▶ _Page excerpt_

● ● ● ● ●

Game Industry Challenges
00:06:59
Speaker
It was like that for me. I was working in a restaurant when I was doing like my opening narrative design, writing, voiceover stuff. it means you You got to kind of ease into it, and you got to make sure it's secure, right?
00:07:10
Speaker
Right. Exactly. Especially now. Oh my God. yeah I read an experience from a woman that I think she shared it on Twitter or was it blue sky? I don't even remember anymore, but he said she was laid off earlier this year, finally landed a new gig and then was laid off two weeks later.
00:07:33
Speaker
Just because of how chaotic the industry is. it It just seems like you want to hustle and have a couple of different things going on at once rather than just focus on the one, which is unfortunate. I hope it gets better. It's funny. And by funny, I mean sad. You say that, Tina, because I have the same anecdote about a different person of like, OK, I'm out. I'm going somewhere else. It sucks to get laid off. but But I'm ready to move on. And then you get laid off again. It's it's it's just the way the climate is, right?
00:08:02
Speaker
Which is crazy, like even the more like quote unquote prestigious institutions in the industry where it's like, Oh, you know, I finally got this job at big prestigious company. And then the two weeks later, like all they fired like 400 people or they fired 30 people or something happened. They just cleared a cleaned house. and Like, why would they just hire me if they're going to dump me like a week or two later?
00:08:19
Speaker
Oh, yeah. Like that that was a huge motivation for me when I first started studying game dev was, you know, when when you're young, you dream of working at your your favorite companies. Right. And when I was young, that was Blizzard for me. I i really wanted to work at Blizzard. um But as you start becoming educated on not just the process, but also the the work culture and ah everything like that, you slowly start to realize ah that those big aspirations might not be ah the most idyllic for for what you want to do, right? I remember a conversation with someone, it was a friend of mine who works at Blizzard, or worked at Blizzard, and we were talking about sound design because it was mainly what I did back then, and they were like, oh, do you want to what do you want to do?

● ● ● ● ●

▶ _Exercise data_
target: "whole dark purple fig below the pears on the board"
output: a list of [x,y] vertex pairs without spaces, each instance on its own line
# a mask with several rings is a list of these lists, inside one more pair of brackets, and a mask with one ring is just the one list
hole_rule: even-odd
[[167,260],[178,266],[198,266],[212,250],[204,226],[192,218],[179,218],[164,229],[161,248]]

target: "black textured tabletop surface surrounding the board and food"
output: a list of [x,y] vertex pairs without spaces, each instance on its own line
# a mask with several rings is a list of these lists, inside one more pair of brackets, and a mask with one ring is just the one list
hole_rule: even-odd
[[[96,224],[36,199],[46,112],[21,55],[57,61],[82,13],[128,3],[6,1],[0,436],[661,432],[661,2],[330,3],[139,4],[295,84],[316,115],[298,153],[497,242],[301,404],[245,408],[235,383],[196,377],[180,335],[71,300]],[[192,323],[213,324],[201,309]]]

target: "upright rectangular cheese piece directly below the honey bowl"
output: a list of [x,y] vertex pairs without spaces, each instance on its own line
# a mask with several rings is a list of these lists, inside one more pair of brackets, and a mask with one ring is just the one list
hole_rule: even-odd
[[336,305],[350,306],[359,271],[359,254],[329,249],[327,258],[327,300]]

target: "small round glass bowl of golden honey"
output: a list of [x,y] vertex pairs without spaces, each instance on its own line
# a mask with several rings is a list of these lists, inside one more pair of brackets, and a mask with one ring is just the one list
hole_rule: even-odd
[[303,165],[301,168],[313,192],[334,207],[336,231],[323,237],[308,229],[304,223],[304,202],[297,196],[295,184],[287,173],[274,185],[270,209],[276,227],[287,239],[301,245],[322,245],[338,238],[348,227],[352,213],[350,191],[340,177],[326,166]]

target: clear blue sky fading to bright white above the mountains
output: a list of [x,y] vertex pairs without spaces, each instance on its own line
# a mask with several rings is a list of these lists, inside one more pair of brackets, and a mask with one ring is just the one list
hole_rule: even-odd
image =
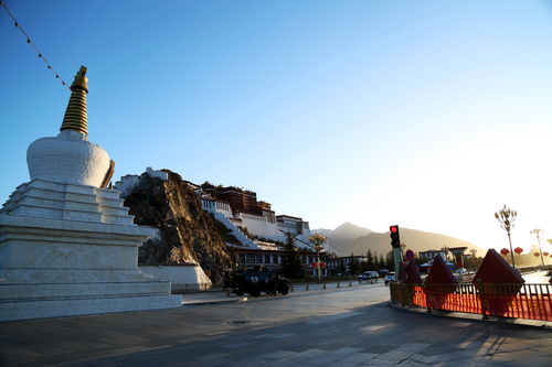
[[[311,228],[498,249],[508,204],[514,247],[552,238],[550,1],[6,2],[67,82],[88,67],[117,179],[170,169]],[[1,10],[0,55],[4,201],[70,94]]]

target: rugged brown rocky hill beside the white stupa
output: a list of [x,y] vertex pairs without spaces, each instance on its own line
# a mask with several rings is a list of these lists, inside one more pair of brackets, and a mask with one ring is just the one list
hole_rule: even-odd
[[159,239],[149,239],[139,249],[138,262],[167,265],[192,262],[201,266],[212,281],[235,261],[225,246],[225,227],[201,207],[198,195],[177,173],[166,171],[168,181],[142,174],[125,197],[135,223],[159,229]]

● ● ● ● ●

▶ _Directions for this task_
Copy the stretch from "Game Industry Challenges" through "it's secure, right?" in the game industry conversation, word for word.

▶ _Task response_
Game Industry Challenges
00:06:59
Speaker
It was like that for me. I was working in a restaurant when I was doing like my opening narrative design, writing, voiceover stuff. it means you You got to kind of ease into it, and you got to make sure it's secure, right?